WORK ORDER: Find every line in the records below that contains the word "window", and copy each such line.

----- INFORMATION GIVEN

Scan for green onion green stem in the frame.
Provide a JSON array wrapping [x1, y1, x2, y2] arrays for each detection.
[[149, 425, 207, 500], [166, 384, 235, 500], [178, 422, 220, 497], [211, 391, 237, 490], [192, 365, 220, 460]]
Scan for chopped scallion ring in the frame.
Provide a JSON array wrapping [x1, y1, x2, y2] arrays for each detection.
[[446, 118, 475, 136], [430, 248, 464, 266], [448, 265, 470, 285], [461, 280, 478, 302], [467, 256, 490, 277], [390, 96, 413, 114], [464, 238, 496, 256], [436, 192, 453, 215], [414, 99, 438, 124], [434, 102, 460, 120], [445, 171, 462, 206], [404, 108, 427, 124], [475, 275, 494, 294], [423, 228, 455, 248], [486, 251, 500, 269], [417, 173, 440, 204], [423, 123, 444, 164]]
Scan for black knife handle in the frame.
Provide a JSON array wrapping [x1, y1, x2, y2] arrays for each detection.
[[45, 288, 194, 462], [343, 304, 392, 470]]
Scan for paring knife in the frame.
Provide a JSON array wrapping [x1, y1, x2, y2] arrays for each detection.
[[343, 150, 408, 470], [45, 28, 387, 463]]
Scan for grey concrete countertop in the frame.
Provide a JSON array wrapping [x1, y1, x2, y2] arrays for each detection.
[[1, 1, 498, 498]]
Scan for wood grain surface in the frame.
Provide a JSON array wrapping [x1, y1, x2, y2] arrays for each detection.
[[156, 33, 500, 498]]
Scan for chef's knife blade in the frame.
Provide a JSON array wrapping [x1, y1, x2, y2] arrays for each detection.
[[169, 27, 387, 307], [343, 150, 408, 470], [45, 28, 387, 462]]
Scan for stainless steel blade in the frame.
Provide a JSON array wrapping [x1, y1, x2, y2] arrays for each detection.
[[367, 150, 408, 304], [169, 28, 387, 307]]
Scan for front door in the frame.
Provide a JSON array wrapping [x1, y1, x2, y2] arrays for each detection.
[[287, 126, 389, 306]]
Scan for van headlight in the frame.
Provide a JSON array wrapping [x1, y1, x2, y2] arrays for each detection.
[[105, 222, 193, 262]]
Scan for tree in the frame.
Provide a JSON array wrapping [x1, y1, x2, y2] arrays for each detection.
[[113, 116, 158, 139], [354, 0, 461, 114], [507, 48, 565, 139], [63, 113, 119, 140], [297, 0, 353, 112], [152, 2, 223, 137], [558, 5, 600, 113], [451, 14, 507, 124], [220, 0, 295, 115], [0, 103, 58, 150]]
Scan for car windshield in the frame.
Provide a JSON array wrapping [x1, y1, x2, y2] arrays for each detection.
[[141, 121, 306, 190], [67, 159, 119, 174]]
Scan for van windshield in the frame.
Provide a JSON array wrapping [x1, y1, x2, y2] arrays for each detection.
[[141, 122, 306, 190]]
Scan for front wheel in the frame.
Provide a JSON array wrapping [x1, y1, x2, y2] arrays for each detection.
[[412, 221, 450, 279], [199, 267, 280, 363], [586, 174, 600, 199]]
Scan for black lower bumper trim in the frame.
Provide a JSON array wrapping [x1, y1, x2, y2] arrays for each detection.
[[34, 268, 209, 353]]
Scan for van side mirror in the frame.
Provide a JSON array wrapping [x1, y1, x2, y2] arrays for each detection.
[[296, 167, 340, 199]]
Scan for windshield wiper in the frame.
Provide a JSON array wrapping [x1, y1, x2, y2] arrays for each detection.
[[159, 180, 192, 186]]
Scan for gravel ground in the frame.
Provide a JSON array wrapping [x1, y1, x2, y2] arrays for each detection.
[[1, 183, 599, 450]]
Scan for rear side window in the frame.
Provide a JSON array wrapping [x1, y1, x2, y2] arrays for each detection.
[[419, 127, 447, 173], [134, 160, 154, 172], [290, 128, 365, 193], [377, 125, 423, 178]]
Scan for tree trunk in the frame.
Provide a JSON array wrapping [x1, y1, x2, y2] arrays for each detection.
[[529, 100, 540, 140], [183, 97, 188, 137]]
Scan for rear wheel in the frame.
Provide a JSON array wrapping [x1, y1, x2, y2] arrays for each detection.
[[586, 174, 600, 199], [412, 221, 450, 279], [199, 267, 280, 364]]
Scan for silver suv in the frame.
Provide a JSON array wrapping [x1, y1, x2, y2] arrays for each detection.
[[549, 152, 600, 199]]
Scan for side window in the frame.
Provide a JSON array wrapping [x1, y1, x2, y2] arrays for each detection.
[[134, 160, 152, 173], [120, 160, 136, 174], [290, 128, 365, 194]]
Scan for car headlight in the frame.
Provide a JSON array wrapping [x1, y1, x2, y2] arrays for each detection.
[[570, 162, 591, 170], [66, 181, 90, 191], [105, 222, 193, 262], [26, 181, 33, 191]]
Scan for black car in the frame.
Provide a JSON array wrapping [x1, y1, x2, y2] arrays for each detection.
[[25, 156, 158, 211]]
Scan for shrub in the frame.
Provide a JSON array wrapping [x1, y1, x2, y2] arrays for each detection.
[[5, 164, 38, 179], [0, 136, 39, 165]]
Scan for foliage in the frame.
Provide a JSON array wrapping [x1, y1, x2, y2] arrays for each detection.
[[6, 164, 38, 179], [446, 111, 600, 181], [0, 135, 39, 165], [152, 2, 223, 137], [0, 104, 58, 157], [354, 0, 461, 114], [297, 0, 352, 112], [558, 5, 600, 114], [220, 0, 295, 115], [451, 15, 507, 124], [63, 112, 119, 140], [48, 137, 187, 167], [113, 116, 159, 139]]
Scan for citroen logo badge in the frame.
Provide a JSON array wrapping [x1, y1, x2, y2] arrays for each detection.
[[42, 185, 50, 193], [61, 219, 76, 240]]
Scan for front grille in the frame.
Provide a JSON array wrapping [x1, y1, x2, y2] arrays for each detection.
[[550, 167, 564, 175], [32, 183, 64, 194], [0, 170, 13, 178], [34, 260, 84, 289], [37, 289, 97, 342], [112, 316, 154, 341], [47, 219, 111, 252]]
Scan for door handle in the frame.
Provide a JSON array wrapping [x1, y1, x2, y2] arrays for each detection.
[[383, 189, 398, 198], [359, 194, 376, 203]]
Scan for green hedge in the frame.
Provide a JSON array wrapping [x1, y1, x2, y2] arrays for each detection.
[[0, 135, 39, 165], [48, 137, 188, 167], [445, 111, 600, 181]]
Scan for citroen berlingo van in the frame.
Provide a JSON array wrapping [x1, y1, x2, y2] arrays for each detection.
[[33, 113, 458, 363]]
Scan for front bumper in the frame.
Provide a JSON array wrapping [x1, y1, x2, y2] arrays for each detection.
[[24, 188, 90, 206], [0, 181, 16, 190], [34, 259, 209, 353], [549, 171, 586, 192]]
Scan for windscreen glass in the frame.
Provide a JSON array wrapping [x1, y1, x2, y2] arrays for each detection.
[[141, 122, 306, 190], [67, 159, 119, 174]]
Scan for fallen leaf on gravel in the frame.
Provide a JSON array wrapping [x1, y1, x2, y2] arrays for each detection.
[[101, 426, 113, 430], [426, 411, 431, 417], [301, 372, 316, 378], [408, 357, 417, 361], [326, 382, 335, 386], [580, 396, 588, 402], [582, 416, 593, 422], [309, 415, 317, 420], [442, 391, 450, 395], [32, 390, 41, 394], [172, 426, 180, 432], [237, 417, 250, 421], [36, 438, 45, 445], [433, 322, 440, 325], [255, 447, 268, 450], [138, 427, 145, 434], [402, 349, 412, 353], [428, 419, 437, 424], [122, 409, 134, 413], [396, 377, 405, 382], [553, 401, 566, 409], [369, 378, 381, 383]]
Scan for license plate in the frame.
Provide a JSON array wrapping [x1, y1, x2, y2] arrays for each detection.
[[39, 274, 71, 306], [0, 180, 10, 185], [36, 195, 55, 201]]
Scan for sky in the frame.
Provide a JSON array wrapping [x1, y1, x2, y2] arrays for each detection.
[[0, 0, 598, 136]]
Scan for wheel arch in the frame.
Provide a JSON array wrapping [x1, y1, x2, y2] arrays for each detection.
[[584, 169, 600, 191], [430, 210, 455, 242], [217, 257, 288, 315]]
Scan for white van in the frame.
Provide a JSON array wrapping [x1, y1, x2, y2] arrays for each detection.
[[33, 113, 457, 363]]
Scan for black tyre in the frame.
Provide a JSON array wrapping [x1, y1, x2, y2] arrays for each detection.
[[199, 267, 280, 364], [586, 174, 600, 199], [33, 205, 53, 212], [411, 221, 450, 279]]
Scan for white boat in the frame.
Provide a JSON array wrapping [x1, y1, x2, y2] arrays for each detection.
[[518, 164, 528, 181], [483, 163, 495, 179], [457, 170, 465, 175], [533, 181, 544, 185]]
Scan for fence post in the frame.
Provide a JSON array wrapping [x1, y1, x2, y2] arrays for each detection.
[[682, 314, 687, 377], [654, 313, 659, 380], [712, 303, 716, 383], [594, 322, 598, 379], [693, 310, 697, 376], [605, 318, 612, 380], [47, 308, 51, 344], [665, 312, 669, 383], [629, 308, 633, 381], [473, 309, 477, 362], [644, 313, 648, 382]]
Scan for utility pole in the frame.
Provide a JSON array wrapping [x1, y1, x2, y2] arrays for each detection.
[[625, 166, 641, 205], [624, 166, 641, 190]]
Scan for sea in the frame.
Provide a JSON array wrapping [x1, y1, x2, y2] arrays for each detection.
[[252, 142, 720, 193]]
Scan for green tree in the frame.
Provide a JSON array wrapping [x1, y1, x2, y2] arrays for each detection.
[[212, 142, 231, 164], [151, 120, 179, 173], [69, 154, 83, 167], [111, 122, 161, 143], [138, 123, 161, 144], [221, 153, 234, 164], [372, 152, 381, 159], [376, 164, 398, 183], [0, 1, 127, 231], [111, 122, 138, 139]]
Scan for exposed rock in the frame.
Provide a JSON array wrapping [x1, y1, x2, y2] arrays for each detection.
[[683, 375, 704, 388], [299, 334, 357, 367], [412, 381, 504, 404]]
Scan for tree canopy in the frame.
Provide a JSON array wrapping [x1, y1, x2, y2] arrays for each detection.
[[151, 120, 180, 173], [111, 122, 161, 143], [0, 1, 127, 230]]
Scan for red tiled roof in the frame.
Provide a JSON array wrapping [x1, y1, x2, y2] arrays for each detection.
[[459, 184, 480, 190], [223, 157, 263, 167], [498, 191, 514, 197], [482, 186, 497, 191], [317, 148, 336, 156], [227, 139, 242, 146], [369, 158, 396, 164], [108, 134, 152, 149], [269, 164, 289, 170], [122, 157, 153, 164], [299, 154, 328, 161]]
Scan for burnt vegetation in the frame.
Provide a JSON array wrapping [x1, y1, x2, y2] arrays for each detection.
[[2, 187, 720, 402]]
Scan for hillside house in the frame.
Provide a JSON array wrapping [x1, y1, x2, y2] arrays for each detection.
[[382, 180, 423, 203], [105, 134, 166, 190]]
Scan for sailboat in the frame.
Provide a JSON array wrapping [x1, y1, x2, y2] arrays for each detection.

----------

EXERCISE ANSWER:
Scan for rear side window in the frame.
Scan for side window in the frame.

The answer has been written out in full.